→ What needs to be done
Each entry has to be reproduced in full, exactly as given.
-------- Given data --------
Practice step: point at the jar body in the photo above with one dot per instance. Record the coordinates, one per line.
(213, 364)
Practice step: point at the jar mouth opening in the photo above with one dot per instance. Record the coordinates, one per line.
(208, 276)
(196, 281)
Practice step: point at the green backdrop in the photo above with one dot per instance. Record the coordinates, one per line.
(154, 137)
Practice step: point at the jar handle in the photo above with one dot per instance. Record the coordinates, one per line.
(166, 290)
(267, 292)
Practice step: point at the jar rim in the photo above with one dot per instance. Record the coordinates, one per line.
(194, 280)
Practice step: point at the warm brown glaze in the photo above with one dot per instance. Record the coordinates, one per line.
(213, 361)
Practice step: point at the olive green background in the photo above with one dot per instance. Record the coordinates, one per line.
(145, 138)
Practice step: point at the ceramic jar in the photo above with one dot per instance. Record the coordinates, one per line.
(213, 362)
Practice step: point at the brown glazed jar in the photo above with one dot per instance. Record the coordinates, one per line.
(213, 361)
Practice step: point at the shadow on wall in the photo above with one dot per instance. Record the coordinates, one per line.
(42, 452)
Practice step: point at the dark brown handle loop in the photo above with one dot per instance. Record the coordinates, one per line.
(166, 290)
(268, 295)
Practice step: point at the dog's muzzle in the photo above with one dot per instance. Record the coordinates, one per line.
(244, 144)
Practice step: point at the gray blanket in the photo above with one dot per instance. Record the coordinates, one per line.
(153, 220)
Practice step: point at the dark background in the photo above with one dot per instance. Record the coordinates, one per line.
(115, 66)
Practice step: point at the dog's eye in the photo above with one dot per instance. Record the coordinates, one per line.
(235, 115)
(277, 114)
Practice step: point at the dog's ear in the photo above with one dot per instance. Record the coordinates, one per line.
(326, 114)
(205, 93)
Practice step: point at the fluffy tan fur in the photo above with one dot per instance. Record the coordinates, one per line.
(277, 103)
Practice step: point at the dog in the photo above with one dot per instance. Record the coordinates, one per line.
--------
→ Response below
Practice step: point at the jar body in the photo above with one dot per instance. Record the coordinates, one per line.
(213, 364)
Practice step: point at the jar mouth opening in the photo above with one dot per instance. Record the coordinates, one per line.
(208, 276)
(196, 281)
Practice step: point at the green backdrop in the photo above with one dot per instance. Record the coordinates, one per line.
(154, 137)
Practice step: point at the jar handle in the photo above with one dot per instance. Record the coordinates, one per line.
(166, 290)
(267, 292)
Practice step: point at the jar rim in the photo above with one dot per instance. Record the coordinates, one per line.
(194, 280)
Practice step: point at the warm brown glaze in the photo above with one dot per instance. Record the coordinates, one per line.
(213, 361)
Practice step: point at the olive green background in the photo above with one dot per instance. Record the coordinates, one per line.
(145, 138)
Practice step: point at the ceramic jar in the photo above with one dot per instance. Record the coordinates, one per line.
(213, 362)
Practice step: point at the brown glazed jar in the photo above with one dot per instance. Record the coordinates, one per line.
(213, 361)
Practice step: point at the shadow on wall in the photo above with one dot per instance. Record the coordinates, one per line.
(42, 452)
Practice step: point at the dark brown handle loop in the photo above with one dot per instance. Record the coordinates, one per line.
(166, 290)
(268, 295)
Practice step: point at the dog's muzzle in the photo above with one dot per instance. Record the coordinates, one per line.
(244, 144)
Practice step: point at the gray blanket in the photo above with one dot per instance. Record the coordinates, one per line.
(153, 220)
Practice step: point at the dark background in the photo above with one dot per instance. Record the coordinates, one per line.
(115, 66)
Practice step: point at the dog's eye in the photo above with one dot per instance. Record the coordinates, one per line.
(235, 115)
(277, 114)
Practice step: point at the dog's ear in the photo above with one dot per instance. Record the coordinates, one per line.
(326, 114)
(205, 93)
Practice step: point at the fluffy tan fur in the photo above with one dot per instance. Record the coordinates, one per line.
(277, 103)
Practice step: point at the dog in the photo above with one dot per instance. Record the coordinates, one per line.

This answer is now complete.